**TASK TO COMPLETE:** Everything from the line that contains "Query: light wood floor" to the end of the listing below, both ends included, is to be transcribed word for word, and nothing else.

**SUPPLIED INFORMATION:**
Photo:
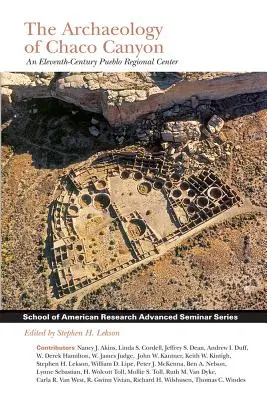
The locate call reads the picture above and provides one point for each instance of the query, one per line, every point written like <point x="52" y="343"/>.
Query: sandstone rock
<point x="194" y="102"/>
<point x="206" y="134"/>
<point x="102" y="96"/>
<point x="6" y="96"/>
<point x="14" y="79"/>
<point x="94" y="131"/>
<point x="94" y="121"/>
<point x="171" y="150"/>
<point x="208" y="157"/>
<point x="191" y="148"/>
<point x="165" y="145"/>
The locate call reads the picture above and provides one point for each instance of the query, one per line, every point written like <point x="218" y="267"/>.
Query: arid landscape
<point x="56" y="124"/>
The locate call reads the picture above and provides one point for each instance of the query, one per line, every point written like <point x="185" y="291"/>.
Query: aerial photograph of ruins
<point x="134" y="190"/>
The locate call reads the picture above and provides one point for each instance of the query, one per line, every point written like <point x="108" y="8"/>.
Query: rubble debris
<point x="215" y="124"/>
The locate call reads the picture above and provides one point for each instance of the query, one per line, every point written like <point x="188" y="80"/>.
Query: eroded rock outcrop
<point x="124" y="97"/>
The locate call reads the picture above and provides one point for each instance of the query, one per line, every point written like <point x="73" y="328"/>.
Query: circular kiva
<point x="101" y="201"/>
<point x="184" y="186"/>
<point x="144" y="188"/>
<point x="176" y="193"/>
<point x="73" y="210"/>
<point x="168" y="185"/>
<point x="191" y="193"/>
<point x="175" y="176"/>
<point x="136" y="228"/>
<point x="186" y="201"/>
<point x="137" y="175"/>
<point x="214" y="193"/>
<point x="86" y="199"/>
<point x="101" y="184"/>
<point x="125" y="174"/>
<point x="190" y="209"/>
<point x="158" y="185"/>
<point x="202" y="201"/>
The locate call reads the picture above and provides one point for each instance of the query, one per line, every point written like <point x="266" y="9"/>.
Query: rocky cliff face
<point x="125" y="97"/>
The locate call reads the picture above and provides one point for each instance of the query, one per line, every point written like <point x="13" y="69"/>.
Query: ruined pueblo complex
<point x="124" y="209"/>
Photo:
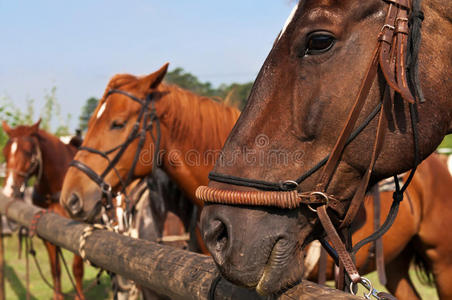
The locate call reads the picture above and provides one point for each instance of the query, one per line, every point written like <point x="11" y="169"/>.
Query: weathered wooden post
<point x="172" y="272"/>
<point x="2" y="262"/>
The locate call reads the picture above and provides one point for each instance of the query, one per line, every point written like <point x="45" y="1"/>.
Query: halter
<point x="148" y="116"/>
<point x="35" y="167"/>
<point x="390" y="56"/>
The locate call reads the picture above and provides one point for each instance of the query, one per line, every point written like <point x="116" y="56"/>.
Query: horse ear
<point x="6" y="128"/>
<point x="35" y="126"/>
<point x="153" y="80"/>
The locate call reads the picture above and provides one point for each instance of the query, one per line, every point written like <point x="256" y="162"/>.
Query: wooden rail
<point x="172" y="272"/>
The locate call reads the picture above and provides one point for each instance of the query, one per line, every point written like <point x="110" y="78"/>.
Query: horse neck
<point x="55" y="157"/>
<point x="196" y="128"/>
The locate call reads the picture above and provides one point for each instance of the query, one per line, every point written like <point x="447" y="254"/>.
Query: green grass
<point x="15" y="283"/>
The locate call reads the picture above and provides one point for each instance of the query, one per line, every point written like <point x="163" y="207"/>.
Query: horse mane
<point x="201" y="121"/>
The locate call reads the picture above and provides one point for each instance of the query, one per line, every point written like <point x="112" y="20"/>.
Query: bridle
<point x="35" y="168"/>
<point x="398" y="45"/>
<point x="148" y="116"/>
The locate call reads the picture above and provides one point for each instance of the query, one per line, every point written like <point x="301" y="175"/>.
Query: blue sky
<point x="78" y="45"/>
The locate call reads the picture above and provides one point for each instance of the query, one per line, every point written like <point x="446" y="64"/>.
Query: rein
<point x="146" y="115"/>
<point x="36" y="167"/>
<point x="391" y="58"/>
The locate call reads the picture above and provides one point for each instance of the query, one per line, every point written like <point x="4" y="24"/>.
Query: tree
<point x="87" y="111"/>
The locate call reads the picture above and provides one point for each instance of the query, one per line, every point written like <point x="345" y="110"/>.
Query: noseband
<point x="147" y="116"/>
<point x="396" y="48"/>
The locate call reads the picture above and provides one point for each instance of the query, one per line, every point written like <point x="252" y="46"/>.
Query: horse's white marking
<point x="288" y="21"/>
<point x="449" y="164"/>
<point x="312" y="257"/>
<point x="13" y="148"/>
<point x="101" y="110"/>
<point x="8" y="189"/>
<point x="120" y="213"/>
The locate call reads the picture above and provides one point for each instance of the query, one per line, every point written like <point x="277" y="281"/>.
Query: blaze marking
<point x="101" y="110"/>
<point x="312" y="257"/>
<point x="13" y="148"/>
<point x="289" y="20"/>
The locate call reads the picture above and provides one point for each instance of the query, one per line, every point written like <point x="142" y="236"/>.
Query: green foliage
<point x="87" y="111"/>
<point x="50" y="116"/>
<point x="235" y="93"/>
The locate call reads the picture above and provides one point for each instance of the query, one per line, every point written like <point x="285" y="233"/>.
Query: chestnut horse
<point x="157" y="203"/>
<point x="33" y="152"/>
<point x="139" y="124"/>
<point x="416" y="235"/>
<point x="348" y="88"/>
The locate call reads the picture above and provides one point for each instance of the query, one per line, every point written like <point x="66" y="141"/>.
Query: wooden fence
<point x="172" y="272"/>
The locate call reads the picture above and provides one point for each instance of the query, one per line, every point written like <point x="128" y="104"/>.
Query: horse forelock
<point x="188" y="115"/>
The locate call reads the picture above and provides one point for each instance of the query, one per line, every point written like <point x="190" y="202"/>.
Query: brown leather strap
<point x="393" y="40"/>
<point x="378" y="244"/>
<point x="359" y="195"/>
<point x="344" y="256"/>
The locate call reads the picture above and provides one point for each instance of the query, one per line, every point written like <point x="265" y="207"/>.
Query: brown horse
<point x="33" y="152"/>
<point x="160" y="211"/>
<point x="333" y="88"/>
<point x="416" y="234"/>
<point x="123" y="141"/>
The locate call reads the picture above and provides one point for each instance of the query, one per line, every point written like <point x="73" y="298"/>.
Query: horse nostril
<point x="217" y="239"/>
<point x="74" y="204"/>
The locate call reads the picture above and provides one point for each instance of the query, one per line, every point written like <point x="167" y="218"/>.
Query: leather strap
<point x="344" y="256"/>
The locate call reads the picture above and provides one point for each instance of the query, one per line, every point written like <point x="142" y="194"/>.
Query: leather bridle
<point x="148" y="116"/>
<point x="390" y="57"/>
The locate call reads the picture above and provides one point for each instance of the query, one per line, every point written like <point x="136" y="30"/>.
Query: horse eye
<point x="117" y="125"/>
<point x="319" y="43"/>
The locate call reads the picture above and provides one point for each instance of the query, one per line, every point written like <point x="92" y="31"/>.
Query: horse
<point x="154" y="199"/>
<point x="349" y="94"/>
<point x="145" y="124"/>
<point x="415" y="236"/>
<point x="31" y="152"/>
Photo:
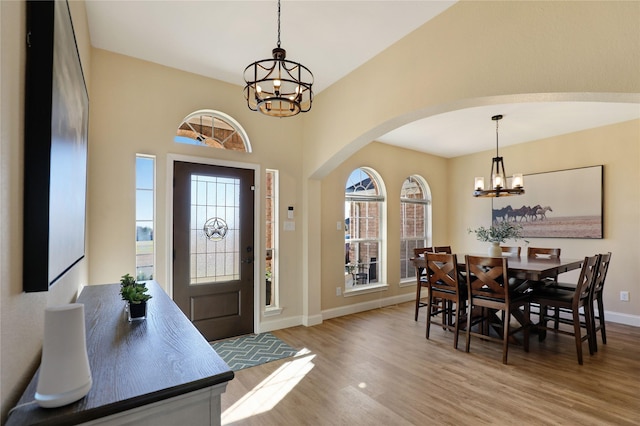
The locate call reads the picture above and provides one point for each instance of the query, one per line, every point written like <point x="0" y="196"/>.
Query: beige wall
<point x="136" y="108"/>
<point x="479" y="53"/>
<point x="22" y="315"/>
<point x="617" y="147"/>
<point x="393" y="165"/>
<point x="539" y="50"/>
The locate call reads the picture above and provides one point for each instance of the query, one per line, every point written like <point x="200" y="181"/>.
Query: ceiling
<point x="218" y="39"/>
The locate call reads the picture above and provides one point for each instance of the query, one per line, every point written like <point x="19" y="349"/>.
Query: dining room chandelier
<point x="499" y="187"/>
<point x="278" y="87"/>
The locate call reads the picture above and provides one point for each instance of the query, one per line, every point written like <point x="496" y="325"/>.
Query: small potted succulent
<point x="498" y="233"/>
<point x="135" y="294"/>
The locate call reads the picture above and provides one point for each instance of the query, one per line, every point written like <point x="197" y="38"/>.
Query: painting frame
<point x="55" y="147"/>
<point x="559" y="204"/>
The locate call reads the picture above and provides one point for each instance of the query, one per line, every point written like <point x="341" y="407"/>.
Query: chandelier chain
<point x="278" y="23"/>
<point x="497" y="121"/>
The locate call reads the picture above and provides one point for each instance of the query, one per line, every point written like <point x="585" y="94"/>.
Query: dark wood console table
<point x="156" y="371"/>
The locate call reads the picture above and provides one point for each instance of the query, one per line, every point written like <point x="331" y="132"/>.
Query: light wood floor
<point x="377" y="368"/>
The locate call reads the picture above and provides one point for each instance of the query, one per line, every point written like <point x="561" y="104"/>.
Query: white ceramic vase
<point x="495" y="250"/>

**YOUR SOLUTION:**
Query: light wood floor
<point x="377" y="368"/>
The locate call reads the picture above and provides one point for each instance of the query, one per line, every point written like <point x="561" y="104"/>.
Query: white ceramic vase
<point x="495" y="250"/>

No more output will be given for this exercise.